**Records from a point labeling set**
▼▼▼
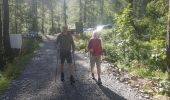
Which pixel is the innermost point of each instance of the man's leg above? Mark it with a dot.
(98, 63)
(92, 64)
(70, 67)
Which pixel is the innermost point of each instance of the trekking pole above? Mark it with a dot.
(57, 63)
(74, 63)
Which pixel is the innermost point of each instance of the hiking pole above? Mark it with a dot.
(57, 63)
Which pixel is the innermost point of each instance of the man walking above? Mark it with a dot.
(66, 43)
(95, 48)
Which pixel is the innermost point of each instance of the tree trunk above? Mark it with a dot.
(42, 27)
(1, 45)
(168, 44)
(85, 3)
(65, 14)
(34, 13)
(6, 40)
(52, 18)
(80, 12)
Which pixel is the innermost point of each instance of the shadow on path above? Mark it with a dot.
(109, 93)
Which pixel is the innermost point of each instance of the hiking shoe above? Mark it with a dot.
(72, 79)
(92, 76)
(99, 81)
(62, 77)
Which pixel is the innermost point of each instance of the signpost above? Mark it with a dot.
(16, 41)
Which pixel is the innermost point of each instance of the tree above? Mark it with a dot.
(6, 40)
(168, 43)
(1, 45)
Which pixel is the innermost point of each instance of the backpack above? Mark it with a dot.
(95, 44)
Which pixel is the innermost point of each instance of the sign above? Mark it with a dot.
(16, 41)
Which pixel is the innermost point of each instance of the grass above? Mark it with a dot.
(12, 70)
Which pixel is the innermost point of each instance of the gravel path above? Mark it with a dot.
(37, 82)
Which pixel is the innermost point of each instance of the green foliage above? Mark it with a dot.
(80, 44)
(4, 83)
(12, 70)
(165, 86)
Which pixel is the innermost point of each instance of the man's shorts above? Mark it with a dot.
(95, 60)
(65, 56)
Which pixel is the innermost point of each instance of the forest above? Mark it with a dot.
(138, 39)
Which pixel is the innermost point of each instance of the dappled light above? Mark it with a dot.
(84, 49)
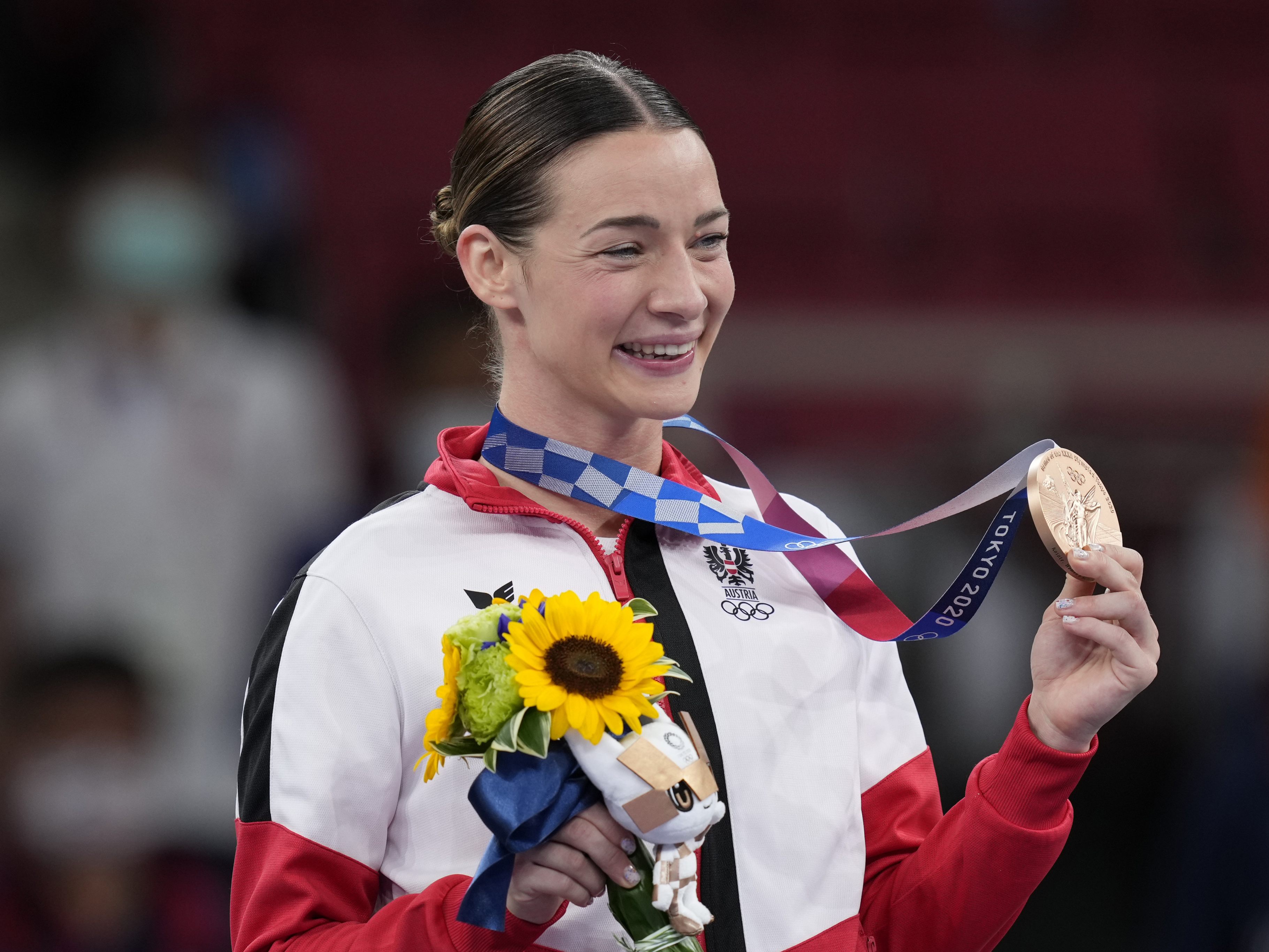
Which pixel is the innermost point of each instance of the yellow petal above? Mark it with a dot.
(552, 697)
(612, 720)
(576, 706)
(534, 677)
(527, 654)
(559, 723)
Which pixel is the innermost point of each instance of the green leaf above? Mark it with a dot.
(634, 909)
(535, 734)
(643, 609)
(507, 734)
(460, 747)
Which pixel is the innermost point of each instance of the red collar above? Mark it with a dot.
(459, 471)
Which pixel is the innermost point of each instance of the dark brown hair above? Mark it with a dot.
▲▲▲
**Job**
Present the lines above as a numbered list, leaving out the pictures and any blank lines.

**Task output**
1. Which pixel is the innermost point of each instance of the man's leg above? Mark it with a dot.
2. (98, 63)
3. (92, 64)
4. (70, 67)
5. Which pixel is the innermost point of each instance of the trekking pole above? Mark it with a dot.
6. (57, 63)
7. (74, 63)
8. Which pixel is the innermost point of each instance of the hiking pole above? Mark it with a dot.
9. (57, 63)
10. Which pixel is the innermost point of each instance of the man walking above? Mark it with a dot.
11. (66, 43)
12. (95, 48)
13. Which pixel is the innermost point of each instance of the tree trunk above? Mark it with a dot.
14. (42, 27)
15. (1, 45)
16. (168, 44)
17. (85, 3)
18. (65, 14)
19. (34, 13)
20. (6, 40)
21. (52, 18)
22. (80, 12)
23. Which pixel is the innermost point of each instance of the shadow on path above? Mark it with a dot.
24. (109, 93)
25. Which pixel is the innermost point of each instance of the hiking shoe above? Mark it with a dot.
26. (72, 79)
27. (92, 76)
28. (99, 81)
29. (62, 77)
30. Which pixel is the innermost point of each instance of the signpost above? Mark it with a dot.
31. (16, 41)
32. Which pixel is the innermost point of each instance of the tree above? Mark it with a dot.
33. (6, 40)
34. (168, 43)
35. (1, 45)
36. Which pixel is the innermost point of each instance of the backpack above? Mark it with a dot.
37. (95, 44)
38. Which pixel is the innermost point of each instance of the sign above? Mark it with a dot.
39. (16, 41)
40. Which pixel is the innermost point of each instance of the grass above? Mark it with a dot.
41. (12, 70)
42. Which pixel is the innermost point of each instance of the gravel path above? Mark it with a dot.
43. (37, 82)
44. Which pixel is the innermost point of each instance of the green foliage above? Mark it with a dot.
45. (80, 44)
46. (4, 83)
47. (12, 70)
48. (165, 86)
49. Which pixel is the innermost point of each instance of the man's shorts above? Mark it with a dot.
50. (95, 60)
51. (65, 56)
52. Which pixel is the innermost point of each instance of the forest above? Mark it with a dot.
53. (138, 39)
54. Which pixel is the innermost point of each instance of the dappled light above? Mark it with a dot.
55. (84, 49)
56. Which pixel is the innermost point of each instance of the yellow petal above? Mark it with a dot.
57. (552, 697)
58. (612, 720)
59. (576, 706)
60. (534, 677)
61. (527, 654)
62. (559, 723)
63. Which pixel is the innermost point of each instance of the green leaf above? Mark it with a dot.
64. (634, 909)
65. (535, 734)
66. (643, 609)
67. (507, 734)
68. (460, 747)
69. Which pixel is the innermost point of each instance of the red collar above? Mark it with a dot.
70. (459, 471)
71. Which pixel is the innermost point of each instance of the dark brown hair above? Mark it with a dot.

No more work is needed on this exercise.